▶ _Exercise instructions_: Copy every line of all the items below verbatim, leaving out the pictures.

--- Records for the exercise ---

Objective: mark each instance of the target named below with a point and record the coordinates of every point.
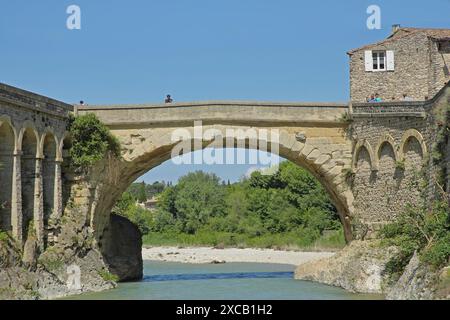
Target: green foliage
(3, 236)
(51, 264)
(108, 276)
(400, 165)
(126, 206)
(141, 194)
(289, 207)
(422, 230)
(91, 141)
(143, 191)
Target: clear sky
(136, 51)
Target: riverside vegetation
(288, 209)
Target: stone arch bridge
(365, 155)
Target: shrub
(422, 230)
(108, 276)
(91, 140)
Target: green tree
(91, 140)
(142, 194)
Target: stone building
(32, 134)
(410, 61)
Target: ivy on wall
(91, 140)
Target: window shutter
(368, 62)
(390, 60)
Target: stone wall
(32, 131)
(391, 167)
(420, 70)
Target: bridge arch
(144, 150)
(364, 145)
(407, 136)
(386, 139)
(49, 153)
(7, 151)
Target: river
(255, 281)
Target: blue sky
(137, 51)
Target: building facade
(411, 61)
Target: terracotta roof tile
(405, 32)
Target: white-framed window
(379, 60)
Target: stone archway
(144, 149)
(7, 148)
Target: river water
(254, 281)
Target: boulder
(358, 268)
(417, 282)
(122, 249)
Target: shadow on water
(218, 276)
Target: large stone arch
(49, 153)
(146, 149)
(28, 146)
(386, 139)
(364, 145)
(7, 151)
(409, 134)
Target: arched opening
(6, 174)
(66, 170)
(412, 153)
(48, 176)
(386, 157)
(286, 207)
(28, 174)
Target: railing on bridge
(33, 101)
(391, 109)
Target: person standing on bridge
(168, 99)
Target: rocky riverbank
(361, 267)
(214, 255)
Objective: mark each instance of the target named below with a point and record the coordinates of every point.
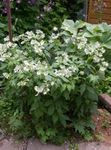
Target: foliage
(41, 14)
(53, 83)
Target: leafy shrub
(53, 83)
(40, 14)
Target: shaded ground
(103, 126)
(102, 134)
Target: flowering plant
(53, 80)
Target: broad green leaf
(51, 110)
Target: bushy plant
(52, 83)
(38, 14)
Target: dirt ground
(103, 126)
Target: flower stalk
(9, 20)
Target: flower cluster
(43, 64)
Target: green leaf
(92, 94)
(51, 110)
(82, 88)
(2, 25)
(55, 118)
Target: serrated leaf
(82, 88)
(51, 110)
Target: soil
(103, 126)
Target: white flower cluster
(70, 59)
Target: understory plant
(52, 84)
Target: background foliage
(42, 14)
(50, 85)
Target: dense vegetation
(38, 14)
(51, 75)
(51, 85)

---

▶ _Finished task_:
Objective: mark each instance of the target named below with a point and record the coordinates of every point.
Target: green foliage
(3, 236)
(51, 264)
(108, 276)
(400, 165)
(126, 206)
(141, 194)
(289, 207)
(422, 230)
(91, 141)
(143, 191)
Target: clear sky
(136, 51)
Target: riverside vegetation
(288, 209)
Target: stone arch bridge
(365, 155)
Target: shrub
(422, 230)
(108, 276)
(91, 140)
Target: green tree
(91, 140)
(142, 194)
Target: stone building
(32, 134)
(410, 61)
Target: ivy on wall
(91, 140)
Target: window shutter
(368, 62)
(390, 60)
Target: stone wall
(32, 131)
(391, 167)
(420, 70)
Target: bridge arch
(144, 150)
(364, 145)
(407, 136)
(386, 139)
(49, 153)
(7, 151)
Target: river
(255, 281)
Target: blue sky
(137, 51)
Target: building facade
(411, 61)
Target: terracotta roof tile
(405, 32)
Target: white-framed window
(379, 60)
Target: stone archway
(144, 149)
(7, 148)
Target: river water
(254, 281)
Target: boulder
(358, 268)
(417, 282)
(122, 249)
Target: shadow on water
(218, 276)
Target: large stone arch
(49, 153)
(146, 149)
(28, 146)
(386, 139)
(364, 145)
(7, 151)
(409, 134)
Target: arched opening
(6, 174)
(66, 170)
(412, 153)
(48, 176)
(386, 157)
(286, 207)
(28, 174)
Target: railing on bridge
(33, 101)
(391, 109)
Target: person standing on bridge
(168, 99)
Target: rocky riverbank
(361, 267)
(214, 255)
Objective: mark each instance of the target named below with a point and record the coordinates of every point.
Target: foliage
(41, 14)
(53, 83)
Target: leafy shrub
(53, 83)
(40, 14)
Target: shaded ground
(103, 126)
(102, 134)
Target: flowering plant
(53, 80)
Target: broad green leaf
(51, 110)
Target: bushy plant
(52, 83)
(38, 14)
Target: dirt ground
(103, 126)
Target: flower stalk
(9, 20)
Target: flower cluster
(43, 64)
Target: green leaf
(92, 94)
(51, 110)
(82, 88)
(2, 25)
(55, 118)
Target: serrated leaf
(82, 88)
(51, 110)
Target: soil
(103, 126)
Target: white flower cluster
(70, 59)
Target: understory plant
(52, 84)
Target: background foliage
(42, 14)
(50, 85)
Target: dense vegetation
(38, 14)
(51, 75)
(51, 85)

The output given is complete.